── DATASET CONTENT ──

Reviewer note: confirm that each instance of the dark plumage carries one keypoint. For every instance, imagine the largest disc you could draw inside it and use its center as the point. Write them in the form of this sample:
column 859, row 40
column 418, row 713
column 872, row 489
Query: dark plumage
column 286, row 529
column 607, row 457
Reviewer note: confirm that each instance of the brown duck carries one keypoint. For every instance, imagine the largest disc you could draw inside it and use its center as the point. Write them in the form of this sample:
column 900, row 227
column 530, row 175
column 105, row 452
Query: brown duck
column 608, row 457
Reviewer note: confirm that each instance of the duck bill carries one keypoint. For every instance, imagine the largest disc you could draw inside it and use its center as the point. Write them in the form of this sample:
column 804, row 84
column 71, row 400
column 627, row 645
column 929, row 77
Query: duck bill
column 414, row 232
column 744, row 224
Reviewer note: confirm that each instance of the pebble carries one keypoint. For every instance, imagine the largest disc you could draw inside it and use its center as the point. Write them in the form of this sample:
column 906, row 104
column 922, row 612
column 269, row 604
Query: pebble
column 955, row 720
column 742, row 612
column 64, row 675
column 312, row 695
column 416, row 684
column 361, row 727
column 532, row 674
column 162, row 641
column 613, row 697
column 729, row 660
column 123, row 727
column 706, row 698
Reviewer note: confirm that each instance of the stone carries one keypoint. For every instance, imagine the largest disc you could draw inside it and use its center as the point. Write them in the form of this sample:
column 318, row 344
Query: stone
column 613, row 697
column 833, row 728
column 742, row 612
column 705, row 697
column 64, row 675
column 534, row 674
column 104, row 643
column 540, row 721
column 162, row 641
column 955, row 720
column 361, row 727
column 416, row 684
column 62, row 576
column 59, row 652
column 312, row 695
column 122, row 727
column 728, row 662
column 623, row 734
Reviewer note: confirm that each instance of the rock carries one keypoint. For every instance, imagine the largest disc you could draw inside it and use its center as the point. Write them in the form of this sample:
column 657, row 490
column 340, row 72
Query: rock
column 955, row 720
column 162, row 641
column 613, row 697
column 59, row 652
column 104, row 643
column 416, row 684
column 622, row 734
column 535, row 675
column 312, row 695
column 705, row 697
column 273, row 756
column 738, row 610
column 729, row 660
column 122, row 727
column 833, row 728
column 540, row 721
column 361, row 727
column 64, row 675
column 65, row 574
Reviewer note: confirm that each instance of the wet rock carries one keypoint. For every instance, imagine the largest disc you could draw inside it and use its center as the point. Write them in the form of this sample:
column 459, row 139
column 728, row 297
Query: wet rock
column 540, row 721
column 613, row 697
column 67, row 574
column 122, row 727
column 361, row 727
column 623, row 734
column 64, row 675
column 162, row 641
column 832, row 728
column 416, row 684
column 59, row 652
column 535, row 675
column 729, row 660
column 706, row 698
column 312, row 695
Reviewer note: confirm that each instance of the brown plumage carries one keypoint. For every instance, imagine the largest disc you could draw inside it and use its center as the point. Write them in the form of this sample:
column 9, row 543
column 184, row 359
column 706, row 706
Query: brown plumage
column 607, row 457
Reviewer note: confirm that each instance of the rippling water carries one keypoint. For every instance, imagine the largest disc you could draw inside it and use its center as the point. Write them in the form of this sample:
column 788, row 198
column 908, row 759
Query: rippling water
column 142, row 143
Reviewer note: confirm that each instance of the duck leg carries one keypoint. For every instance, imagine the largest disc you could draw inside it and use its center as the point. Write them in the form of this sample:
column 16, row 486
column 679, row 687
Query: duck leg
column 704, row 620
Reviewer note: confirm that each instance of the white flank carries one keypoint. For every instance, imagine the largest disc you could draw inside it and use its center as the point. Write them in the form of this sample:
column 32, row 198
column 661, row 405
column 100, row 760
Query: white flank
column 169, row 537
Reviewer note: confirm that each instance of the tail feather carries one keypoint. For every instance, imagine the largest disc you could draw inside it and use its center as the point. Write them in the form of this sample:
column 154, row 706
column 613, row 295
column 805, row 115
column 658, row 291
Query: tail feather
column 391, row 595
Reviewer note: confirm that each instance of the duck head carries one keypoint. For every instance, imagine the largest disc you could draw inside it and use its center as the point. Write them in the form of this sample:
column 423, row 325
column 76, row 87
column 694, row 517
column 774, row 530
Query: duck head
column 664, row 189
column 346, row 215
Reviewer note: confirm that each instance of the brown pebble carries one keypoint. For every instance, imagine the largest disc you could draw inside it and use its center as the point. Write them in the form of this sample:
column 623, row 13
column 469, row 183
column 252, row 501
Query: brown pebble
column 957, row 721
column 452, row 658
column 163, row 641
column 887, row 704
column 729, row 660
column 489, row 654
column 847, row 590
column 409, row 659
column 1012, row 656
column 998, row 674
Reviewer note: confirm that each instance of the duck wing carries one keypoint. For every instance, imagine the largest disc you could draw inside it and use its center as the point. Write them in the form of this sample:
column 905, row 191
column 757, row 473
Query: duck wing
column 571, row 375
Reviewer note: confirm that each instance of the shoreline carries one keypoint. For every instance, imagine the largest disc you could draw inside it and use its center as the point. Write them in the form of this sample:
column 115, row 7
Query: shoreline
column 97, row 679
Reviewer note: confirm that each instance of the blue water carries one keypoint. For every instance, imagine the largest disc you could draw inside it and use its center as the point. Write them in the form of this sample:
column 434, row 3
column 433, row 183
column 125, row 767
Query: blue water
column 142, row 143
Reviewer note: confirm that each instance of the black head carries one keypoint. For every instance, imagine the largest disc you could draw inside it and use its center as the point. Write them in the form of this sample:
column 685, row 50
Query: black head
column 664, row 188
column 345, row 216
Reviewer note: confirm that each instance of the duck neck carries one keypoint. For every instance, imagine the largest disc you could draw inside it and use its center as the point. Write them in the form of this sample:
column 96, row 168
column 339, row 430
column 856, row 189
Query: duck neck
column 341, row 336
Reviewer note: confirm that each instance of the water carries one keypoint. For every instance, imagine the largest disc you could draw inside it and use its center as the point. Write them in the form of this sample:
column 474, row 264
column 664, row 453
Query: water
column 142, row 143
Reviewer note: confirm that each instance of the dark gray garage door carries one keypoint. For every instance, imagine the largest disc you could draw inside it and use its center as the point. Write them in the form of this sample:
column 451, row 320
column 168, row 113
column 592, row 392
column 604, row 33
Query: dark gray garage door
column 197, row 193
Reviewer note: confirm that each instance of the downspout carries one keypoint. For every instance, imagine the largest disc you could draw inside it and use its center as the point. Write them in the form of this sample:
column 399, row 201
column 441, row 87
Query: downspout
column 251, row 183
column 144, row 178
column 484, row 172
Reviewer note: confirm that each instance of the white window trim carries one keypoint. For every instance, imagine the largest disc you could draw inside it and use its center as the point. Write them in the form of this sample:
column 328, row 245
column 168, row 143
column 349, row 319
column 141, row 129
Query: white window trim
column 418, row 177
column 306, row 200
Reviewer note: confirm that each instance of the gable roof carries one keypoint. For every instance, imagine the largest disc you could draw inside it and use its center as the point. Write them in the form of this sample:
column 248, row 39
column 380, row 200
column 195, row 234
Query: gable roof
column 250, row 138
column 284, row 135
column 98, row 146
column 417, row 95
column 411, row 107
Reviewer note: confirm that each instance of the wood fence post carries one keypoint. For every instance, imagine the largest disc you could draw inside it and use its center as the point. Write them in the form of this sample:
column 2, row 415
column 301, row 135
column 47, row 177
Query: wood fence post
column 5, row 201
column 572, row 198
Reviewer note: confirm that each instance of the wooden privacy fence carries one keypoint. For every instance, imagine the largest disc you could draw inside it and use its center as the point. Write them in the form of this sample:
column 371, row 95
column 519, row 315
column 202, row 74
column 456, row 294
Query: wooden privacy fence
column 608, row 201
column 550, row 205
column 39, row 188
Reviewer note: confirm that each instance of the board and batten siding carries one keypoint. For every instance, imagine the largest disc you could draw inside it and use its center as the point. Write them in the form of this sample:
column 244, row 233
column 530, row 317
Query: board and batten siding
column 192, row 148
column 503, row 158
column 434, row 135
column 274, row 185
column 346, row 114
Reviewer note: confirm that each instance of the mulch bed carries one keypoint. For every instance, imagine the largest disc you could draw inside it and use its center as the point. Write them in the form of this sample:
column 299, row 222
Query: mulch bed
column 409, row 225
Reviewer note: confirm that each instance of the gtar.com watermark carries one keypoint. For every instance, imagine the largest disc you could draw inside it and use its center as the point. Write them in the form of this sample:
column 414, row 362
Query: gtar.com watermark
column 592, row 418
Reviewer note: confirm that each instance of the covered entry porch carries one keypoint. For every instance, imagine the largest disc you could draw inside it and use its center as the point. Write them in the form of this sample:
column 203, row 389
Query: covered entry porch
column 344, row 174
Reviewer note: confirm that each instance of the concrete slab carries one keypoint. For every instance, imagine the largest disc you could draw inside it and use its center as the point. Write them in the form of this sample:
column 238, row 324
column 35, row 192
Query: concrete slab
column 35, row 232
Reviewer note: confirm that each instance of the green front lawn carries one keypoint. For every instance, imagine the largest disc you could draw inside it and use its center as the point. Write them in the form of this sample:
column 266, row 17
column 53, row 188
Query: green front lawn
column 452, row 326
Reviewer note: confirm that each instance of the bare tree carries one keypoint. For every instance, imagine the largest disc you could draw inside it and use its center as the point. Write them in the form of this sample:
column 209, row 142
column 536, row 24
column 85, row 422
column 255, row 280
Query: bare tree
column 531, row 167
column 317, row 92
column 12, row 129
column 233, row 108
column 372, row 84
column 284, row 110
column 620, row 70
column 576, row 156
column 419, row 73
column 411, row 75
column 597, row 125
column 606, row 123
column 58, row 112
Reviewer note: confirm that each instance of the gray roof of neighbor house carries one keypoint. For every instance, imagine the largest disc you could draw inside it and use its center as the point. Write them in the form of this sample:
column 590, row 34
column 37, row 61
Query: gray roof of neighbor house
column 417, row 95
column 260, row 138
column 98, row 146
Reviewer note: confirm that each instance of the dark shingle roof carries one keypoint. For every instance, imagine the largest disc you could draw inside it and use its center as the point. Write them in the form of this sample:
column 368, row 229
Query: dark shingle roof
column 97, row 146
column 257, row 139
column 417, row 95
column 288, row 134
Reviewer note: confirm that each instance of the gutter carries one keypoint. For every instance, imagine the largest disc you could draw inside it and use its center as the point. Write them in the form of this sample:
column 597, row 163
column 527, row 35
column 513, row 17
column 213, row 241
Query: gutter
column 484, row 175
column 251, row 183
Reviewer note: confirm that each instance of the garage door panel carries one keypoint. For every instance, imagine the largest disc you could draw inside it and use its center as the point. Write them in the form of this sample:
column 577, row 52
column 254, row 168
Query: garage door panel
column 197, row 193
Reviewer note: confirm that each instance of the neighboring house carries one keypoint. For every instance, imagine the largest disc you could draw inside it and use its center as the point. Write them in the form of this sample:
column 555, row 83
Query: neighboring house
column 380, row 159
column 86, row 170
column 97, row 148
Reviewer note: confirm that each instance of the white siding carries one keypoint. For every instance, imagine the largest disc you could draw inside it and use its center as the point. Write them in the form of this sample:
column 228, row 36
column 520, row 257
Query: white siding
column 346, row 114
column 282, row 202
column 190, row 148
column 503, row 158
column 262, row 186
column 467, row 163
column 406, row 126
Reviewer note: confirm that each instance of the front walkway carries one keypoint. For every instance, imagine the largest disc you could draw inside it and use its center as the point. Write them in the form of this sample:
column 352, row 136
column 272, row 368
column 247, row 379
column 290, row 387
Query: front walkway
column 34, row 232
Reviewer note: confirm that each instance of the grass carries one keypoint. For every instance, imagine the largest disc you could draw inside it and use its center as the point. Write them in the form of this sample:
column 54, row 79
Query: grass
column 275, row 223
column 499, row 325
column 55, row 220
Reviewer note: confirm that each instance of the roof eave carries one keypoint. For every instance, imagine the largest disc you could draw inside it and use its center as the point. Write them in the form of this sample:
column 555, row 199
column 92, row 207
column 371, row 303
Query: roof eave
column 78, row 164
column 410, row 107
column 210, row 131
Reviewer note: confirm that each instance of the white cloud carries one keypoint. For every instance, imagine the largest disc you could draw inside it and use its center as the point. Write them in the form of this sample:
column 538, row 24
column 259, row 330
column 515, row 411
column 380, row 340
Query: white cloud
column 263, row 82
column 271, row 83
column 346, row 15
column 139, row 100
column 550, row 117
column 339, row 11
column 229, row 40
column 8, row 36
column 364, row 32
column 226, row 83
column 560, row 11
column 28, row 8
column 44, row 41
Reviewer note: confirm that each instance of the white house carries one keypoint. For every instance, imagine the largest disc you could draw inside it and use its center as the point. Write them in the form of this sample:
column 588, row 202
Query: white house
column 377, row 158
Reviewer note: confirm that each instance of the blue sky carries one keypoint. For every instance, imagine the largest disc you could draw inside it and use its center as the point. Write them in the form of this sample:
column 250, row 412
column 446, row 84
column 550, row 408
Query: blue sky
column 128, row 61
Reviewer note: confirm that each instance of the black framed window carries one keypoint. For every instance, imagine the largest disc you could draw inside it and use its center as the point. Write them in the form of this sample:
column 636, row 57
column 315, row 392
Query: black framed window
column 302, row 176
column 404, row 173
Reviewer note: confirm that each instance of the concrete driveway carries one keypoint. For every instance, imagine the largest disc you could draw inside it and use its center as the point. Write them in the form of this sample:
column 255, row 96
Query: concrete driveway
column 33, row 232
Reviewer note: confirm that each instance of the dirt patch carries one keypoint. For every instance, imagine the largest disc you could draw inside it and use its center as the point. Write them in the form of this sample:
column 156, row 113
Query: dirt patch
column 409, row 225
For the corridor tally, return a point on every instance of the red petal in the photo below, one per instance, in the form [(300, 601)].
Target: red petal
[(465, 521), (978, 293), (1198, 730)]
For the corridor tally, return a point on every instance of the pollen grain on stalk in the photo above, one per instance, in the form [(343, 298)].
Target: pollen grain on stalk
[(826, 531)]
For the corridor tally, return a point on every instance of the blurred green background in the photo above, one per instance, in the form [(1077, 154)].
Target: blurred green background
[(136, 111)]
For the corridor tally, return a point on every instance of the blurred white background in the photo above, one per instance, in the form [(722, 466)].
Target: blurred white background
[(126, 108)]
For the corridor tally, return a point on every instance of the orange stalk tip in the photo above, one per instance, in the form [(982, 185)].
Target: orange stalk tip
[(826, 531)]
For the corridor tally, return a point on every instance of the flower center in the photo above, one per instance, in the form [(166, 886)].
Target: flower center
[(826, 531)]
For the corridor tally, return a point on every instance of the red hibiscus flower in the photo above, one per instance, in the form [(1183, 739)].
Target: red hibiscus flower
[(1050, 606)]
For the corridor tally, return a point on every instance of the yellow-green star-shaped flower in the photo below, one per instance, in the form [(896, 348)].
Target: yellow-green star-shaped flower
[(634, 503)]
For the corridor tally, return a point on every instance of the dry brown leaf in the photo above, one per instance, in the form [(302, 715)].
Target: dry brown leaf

───

One stretch of the lines above is wanted, from the line that contains "Query: board and batten siding" through the line that contains "column 299, row 222". Output it exactly.

Query: board and batten siding
column 192, row 148
column 503, row 158
column 434, row 135
column 274, row 185
column 346, row 114
Reviewer note: confirm that each instance of the mulch bed carries one keypoint. For every instance, imagine the largest disc you could draw inside it and use its center as the point. Write them in the form of this sample:
column 299, row 222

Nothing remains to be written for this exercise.